* _Text section_:
+++

There have been great posts already concerning software licensing, e.g. What license do you use when you release code and data?
However I have been looking to see what license that data given to public repositories such as GEO at NCBI come under.
So far I cannot see any data that falls under a know licence, generally it seems to be covered under the terms and conditions of the website. e.g for GEO.
Copyright Status Unless otherwise stated, documents and files on NCBI Web servers may be freely downloaded and reproduced. However, some material on this site, such as abstracts, may be copyright protected under the U.S. and foreign copyright laws. For such material, the submitting authors or publishers retain all rights for reproduction or redistribution. Permission to reproduce these documents may be required. All persons reproducing, redistributing, or making commercial use of this information are expected to adhere to the terms and conditions asserted by the copyright holder.
Is this correct? Are any of the major data warehouses to which biologist submit data covered by more standard open licenses? Should they be and is this fairly weak T&C sufficient?
By "standard open licenses" are you referring to software licenses (e.g. GPL)?
Yes, + apache, CC etc. I am actually struggling to find any detail, even in the T&C
I guess I'm not sure what applying one of the common software licenses would even mean in this context. While those also cover redistribution, modification (often the main focus of software licenses) doesn't really make sense in these cases (if you modify someone's sequence or structure data in a way other than just switching formats and then distribute that then you're just going to get sued).
Agreed, though Creative Commons may be more suitable in this aspect. I am just surprise that the T&C are so general or difficult to find. I would have expected some sort of license attached to public data.

+++

* _Raw data_:

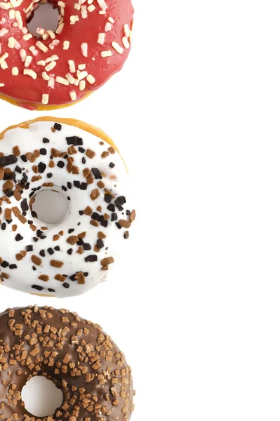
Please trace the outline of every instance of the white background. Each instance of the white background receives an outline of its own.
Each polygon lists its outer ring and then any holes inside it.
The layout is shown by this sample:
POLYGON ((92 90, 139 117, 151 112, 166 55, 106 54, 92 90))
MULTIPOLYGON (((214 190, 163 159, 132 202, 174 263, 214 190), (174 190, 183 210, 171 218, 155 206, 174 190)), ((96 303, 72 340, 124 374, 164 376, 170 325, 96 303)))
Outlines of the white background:
MULTIPOLYGON (((280 4, 135 0, 124 69, 53 115, 115 140, 138 225, 110 281, 59 300, 126 352, 133 421, 280 417, 280 4)), ((44 115, 1 105, 1 128, 44 115)))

+++

* _Assigned task 1_: In the discussion of data licensing, who retains all rights for reproduction or redistribution of copyright-protected material such as abstracts on NCBI Web servers?
* _Assigned task 2_: Copy everything from "There have been" down to "e.g for GEO." in the discussion of data licensing.

* _Response area 1_: The submitting authors or publishers.

* _Response area 2_:
There have been great posts already concerning software licensing, e.g. What license do you use when you release code and data?
However I have been looking to see what license that data given to public repositories such as GEO at NCBI come under.
So far I cannot see any data that falls under a know licence, generally it seems to be covered under the terms and conditions of the website. e.g for GEO.